# Instructions to follow:
Reproduce word for word the stretch of rows below from the line containing "Please drop a marker on the large" through the final line of the rows.

# Input rows:
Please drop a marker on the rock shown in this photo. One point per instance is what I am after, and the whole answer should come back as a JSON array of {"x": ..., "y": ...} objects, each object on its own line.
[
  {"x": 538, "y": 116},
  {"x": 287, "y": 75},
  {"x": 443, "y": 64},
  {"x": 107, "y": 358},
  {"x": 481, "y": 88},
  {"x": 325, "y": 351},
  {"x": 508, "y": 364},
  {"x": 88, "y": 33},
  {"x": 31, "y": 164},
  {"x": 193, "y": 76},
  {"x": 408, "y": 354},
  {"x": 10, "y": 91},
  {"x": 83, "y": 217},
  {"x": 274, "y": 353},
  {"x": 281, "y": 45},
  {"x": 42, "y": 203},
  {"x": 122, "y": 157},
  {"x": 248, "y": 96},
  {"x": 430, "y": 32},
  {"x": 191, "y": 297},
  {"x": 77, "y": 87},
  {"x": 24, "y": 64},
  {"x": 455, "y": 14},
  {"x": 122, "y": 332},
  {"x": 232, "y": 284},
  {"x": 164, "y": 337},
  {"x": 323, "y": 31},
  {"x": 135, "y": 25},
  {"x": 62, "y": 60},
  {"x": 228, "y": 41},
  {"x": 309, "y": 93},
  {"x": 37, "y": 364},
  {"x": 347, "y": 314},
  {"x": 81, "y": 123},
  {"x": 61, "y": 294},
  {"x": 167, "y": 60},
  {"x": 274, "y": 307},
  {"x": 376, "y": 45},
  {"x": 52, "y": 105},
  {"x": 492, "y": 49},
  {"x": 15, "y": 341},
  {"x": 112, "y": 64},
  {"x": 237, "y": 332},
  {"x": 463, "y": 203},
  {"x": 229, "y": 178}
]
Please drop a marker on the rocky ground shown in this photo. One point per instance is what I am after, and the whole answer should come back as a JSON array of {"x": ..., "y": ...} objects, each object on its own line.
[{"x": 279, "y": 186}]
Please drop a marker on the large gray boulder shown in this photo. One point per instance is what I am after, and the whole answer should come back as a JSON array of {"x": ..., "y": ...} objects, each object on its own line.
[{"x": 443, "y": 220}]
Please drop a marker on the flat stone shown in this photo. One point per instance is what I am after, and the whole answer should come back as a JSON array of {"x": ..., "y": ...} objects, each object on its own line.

# Final result:
Please drop a marker on the large gray boulder shown in this photo. One point per instance is what I am after, and the whole answer should come back as a JSON array of {"x": ..., "y": ...} objects, each object on its own line.
[{"x": 443, "y": 220}]
Please drop a marker on the flat stone shown in this photo. One point per instance is what I am after, and the whole answer should come back as a JSON array of {"x": ..., "y": ...} objects, each object on its own line.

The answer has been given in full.